Raw data:

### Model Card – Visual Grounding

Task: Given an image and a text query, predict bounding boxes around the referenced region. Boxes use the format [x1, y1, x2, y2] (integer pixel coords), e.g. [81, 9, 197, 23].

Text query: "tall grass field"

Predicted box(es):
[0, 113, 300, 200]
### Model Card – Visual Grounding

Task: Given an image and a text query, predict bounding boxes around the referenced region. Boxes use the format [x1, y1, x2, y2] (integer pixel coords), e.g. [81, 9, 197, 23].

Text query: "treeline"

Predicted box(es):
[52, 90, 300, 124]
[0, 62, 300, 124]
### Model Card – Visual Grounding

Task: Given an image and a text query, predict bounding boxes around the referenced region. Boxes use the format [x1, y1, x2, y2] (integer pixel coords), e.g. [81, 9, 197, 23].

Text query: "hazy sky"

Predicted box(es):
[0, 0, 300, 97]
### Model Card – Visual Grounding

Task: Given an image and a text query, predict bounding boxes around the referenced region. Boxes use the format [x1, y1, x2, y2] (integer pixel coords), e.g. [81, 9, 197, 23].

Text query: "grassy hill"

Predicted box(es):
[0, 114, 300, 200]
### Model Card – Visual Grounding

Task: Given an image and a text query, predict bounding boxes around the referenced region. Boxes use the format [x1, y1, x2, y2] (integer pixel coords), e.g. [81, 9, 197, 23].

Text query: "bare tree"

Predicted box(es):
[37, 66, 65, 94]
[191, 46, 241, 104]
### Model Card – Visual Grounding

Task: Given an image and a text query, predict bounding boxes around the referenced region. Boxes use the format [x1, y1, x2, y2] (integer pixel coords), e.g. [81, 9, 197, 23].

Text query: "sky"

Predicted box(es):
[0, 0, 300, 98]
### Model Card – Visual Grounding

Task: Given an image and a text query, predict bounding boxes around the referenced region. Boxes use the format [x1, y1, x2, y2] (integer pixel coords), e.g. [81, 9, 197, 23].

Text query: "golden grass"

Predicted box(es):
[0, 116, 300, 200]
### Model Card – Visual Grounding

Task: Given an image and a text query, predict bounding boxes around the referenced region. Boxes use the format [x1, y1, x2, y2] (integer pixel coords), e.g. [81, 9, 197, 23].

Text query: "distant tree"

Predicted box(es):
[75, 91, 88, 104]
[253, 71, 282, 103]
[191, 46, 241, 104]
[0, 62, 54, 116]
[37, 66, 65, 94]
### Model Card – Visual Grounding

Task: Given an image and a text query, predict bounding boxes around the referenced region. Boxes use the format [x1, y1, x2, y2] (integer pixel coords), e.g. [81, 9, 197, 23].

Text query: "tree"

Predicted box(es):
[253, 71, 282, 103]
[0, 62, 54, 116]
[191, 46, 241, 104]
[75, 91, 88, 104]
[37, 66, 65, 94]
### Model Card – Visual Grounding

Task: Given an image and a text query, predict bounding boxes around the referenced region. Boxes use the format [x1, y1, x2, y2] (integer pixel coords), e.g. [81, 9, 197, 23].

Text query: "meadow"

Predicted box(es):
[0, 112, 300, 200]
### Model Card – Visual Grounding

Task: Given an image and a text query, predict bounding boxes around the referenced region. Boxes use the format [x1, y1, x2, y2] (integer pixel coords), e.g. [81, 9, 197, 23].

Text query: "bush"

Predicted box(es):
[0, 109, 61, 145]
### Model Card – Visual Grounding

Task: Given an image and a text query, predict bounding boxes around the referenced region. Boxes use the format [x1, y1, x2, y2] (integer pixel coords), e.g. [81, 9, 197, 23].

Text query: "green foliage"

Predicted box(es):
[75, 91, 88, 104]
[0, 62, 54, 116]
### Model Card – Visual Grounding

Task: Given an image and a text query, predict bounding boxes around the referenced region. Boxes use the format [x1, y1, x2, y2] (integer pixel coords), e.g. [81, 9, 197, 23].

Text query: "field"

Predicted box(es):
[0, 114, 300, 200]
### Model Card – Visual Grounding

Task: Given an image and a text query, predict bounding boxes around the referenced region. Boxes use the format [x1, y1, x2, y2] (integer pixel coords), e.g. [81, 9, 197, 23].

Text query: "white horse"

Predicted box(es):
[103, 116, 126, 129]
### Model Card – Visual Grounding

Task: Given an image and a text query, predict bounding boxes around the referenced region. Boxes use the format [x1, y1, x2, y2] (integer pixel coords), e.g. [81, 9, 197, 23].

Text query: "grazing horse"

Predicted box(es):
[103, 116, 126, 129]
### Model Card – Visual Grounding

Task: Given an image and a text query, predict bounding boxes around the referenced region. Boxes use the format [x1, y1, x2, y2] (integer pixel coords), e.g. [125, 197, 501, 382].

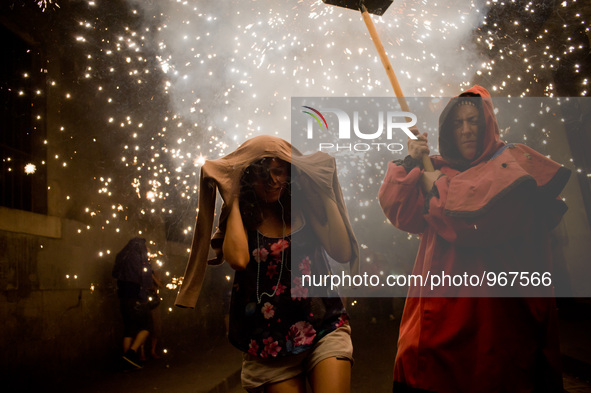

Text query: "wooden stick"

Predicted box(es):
[361, 4, 435, 172]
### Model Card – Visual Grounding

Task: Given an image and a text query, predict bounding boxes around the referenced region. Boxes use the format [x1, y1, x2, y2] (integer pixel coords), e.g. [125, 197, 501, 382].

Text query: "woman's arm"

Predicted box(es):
[222, 198, 250, 270]
[310, 194, 351, 263]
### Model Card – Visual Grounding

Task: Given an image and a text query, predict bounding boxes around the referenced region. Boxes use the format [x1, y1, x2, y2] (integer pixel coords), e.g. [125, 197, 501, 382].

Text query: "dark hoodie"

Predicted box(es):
[379, 86, 569, 393]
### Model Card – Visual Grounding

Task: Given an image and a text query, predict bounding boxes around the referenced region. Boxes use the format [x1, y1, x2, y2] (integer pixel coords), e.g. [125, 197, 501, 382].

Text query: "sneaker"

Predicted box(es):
[123, 349, 144, 369]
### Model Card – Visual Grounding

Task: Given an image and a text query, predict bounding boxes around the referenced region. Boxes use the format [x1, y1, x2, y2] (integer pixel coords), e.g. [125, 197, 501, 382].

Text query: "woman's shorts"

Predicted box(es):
[242, 324, 353, 393]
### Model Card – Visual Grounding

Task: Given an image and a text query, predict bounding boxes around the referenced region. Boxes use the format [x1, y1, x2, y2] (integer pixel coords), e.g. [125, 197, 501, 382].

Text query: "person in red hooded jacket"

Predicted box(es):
[379, 86, 570, 393]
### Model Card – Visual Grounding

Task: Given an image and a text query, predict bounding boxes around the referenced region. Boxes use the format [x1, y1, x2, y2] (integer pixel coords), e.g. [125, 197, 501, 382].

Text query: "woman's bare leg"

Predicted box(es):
[265, 376, 306, 393]
[310, 357, 351, 393]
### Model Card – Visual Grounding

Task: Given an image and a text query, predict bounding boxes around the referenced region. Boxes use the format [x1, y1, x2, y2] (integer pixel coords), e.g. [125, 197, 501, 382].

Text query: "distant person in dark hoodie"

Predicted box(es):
[379, 86, 570, 393]
[113, 238, 154, 368]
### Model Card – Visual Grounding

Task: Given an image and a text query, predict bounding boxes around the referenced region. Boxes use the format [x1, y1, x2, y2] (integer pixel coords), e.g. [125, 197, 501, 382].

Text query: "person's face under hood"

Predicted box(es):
[451, 104, 480, 161]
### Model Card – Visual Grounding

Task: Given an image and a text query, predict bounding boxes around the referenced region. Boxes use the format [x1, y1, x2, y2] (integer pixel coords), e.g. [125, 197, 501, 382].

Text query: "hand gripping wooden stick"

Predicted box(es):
[360, 3, 435, 172]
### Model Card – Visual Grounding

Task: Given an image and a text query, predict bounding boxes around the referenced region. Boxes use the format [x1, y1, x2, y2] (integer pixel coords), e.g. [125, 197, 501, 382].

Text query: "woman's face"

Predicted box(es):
[253, 158, 291, 203]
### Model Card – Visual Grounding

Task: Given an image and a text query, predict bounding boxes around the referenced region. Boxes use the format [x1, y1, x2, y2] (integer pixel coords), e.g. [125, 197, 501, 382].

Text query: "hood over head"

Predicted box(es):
[439, 85, 505, 170]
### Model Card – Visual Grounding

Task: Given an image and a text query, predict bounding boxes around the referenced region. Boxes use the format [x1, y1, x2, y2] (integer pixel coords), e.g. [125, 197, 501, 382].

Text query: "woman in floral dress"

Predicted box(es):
[222, 141, 356, 393]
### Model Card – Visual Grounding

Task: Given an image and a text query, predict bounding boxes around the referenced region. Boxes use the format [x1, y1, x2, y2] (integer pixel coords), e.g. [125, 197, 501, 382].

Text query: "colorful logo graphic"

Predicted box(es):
[302, 106, 328, 131]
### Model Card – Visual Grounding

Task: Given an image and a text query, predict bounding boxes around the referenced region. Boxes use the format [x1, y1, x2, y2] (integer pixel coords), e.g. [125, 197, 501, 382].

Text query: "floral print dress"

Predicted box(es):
[229, 225, 348, 358]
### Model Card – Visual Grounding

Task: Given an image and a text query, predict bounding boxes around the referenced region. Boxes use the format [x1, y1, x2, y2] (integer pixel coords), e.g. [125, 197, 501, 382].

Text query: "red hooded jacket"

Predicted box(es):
[379, 86, 570, 393]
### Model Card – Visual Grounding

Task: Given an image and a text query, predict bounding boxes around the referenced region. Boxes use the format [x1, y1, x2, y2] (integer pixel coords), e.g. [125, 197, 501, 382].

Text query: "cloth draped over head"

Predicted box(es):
[430, 85, 570, 218]
[175, 135, 359, 308]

Do this: Can you reproduce the data from its first line through the line holding "[0, 113, 300, 200]", inclusive, with every predicted box coordinate shifted up by 134 and all other lines left as they are?

Response to the exercise:
### Model Card – Visual Grounding

Task: Given an image and a text query, predict bounding boxes around the referenced region. Boxes use the format [x1, y1, x2, y2] (integer pixel coords), e.g. [81, 9, 197, 23].

Text query: "tall grass field"

Predicted box(es):
[134, 247, 434, 334]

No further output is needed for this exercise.